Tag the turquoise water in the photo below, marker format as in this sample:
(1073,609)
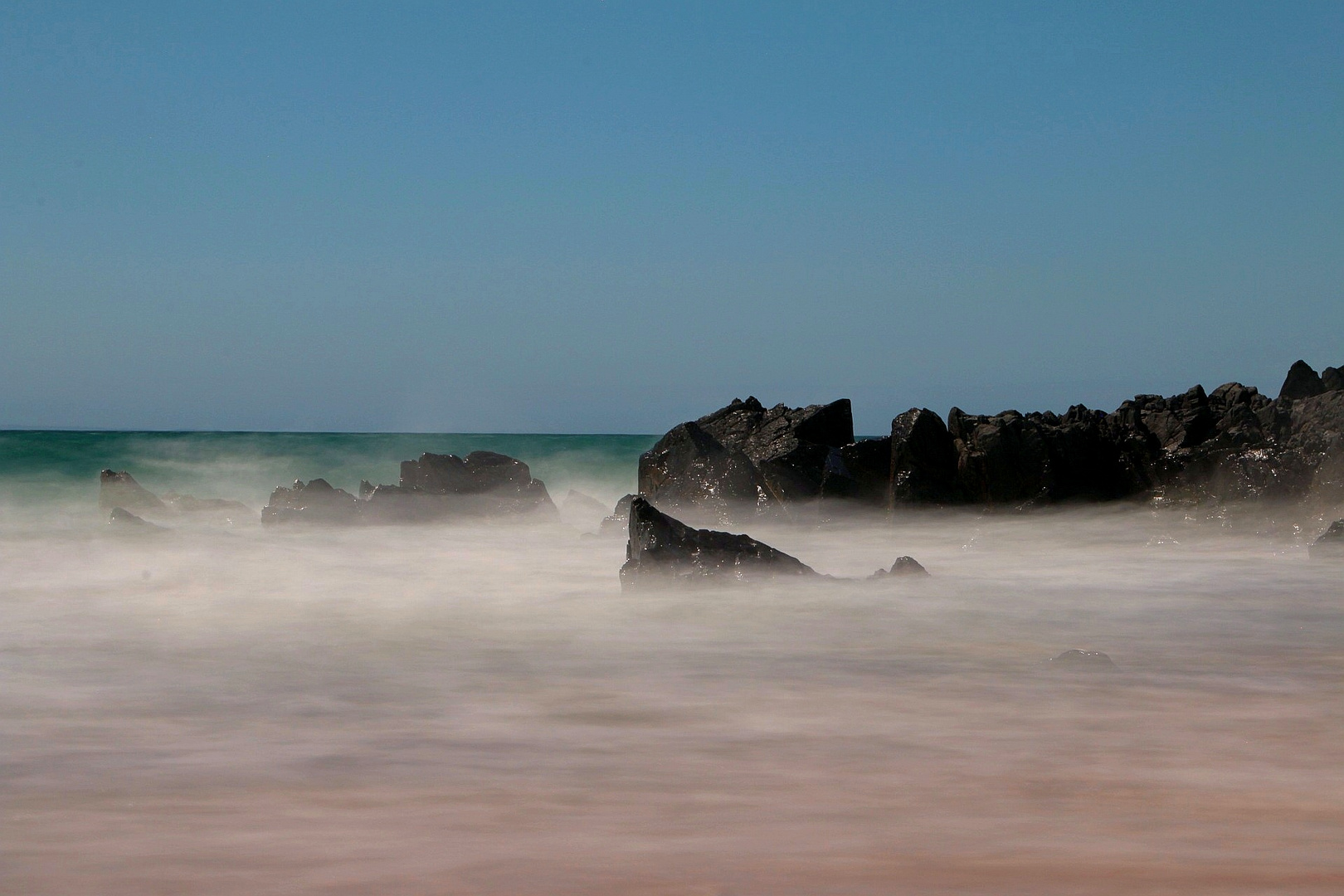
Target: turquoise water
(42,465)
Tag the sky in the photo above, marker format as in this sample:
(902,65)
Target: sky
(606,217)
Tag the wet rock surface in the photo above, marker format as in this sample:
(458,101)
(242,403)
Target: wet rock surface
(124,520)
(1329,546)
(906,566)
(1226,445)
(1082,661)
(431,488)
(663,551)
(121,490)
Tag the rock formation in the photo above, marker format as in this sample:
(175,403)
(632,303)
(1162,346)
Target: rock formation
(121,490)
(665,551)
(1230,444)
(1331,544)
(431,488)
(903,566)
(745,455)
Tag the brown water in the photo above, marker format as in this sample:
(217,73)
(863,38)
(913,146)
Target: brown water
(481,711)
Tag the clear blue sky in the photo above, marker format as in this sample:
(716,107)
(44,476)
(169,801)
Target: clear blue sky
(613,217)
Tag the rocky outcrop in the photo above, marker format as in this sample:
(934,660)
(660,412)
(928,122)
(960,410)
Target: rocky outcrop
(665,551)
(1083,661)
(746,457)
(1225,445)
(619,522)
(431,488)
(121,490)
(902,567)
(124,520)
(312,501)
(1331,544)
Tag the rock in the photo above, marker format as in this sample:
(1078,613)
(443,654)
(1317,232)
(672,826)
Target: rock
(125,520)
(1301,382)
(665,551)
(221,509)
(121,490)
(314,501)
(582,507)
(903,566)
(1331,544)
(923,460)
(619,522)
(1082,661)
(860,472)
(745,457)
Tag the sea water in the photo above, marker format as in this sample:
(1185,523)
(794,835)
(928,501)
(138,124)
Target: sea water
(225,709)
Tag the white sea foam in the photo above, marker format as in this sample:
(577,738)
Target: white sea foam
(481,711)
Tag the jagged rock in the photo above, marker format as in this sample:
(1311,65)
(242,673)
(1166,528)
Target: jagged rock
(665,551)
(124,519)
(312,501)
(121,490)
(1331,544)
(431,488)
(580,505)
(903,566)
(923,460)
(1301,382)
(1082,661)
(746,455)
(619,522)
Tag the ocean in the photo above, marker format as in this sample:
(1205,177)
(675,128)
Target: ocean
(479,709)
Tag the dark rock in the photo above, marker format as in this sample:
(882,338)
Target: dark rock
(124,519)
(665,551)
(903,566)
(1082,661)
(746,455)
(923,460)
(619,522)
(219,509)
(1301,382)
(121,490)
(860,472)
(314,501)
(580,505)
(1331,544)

==

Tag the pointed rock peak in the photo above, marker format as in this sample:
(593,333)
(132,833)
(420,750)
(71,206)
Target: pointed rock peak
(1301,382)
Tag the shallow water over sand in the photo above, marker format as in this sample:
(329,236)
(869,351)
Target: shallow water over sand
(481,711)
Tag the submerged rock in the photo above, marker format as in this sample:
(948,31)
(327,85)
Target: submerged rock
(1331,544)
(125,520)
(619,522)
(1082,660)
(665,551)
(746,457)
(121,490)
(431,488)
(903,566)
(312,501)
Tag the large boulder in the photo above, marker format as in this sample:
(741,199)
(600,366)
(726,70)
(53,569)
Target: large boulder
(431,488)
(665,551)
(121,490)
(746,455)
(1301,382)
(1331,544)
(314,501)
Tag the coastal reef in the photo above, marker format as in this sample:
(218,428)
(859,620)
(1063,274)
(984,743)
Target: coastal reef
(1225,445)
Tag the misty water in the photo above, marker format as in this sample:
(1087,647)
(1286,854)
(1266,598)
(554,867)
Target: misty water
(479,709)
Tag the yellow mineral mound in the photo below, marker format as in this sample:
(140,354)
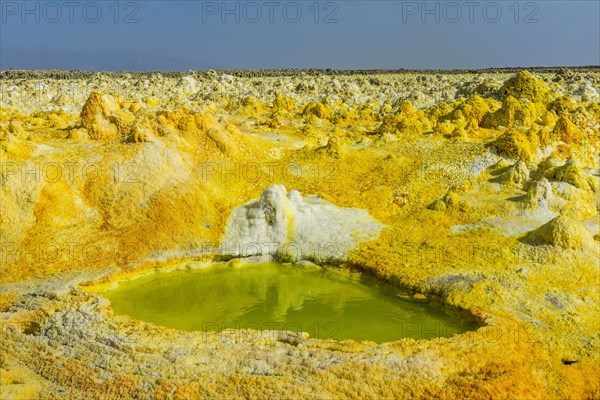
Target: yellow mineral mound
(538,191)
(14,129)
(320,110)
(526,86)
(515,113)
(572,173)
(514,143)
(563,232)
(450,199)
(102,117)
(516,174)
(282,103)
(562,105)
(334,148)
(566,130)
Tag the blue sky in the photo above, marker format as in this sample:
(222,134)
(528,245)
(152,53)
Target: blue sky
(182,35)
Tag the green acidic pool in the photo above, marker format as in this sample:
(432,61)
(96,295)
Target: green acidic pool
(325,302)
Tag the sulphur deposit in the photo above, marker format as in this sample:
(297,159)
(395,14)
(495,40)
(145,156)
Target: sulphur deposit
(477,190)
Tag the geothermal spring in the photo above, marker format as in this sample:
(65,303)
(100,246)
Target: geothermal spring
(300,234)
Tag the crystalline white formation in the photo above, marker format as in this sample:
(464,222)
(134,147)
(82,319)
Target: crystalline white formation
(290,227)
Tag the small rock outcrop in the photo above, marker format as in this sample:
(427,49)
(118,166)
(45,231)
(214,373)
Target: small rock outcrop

* **EXERCISE DIRECTIONS**:
Exactly how many lines of the listing above contain the string "below"? Give no more than the number.

* **ANSWER BOX**:
2